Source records
-*-

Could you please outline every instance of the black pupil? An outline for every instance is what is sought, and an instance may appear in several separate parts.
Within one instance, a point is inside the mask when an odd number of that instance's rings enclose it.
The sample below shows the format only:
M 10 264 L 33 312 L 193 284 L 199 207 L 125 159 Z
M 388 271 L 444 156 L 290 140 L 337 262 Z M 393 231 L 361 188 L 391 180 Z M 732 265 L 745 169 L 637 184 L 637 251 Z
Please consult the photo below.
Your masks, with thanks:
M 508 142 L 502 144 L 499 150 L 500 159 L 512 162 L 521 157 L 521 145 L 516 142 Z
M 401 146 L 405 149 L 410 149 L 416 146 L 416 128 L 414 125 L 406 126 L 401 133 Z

-*-

* [Written task] Please lay out the entries as a numbered list, beginning at the first line and stopping after the line that contains "The sample below". Leave out any blank lines.

* [Exercise solution]
1. Could you please outline every instance of the black pupil? An outline for every instance is what is sought, and an instance may appear in several separate parts.
2. Within one instance, a point is inside the mask when an odd number of that instance's rings enclose it.
3. The sample below shows the format only:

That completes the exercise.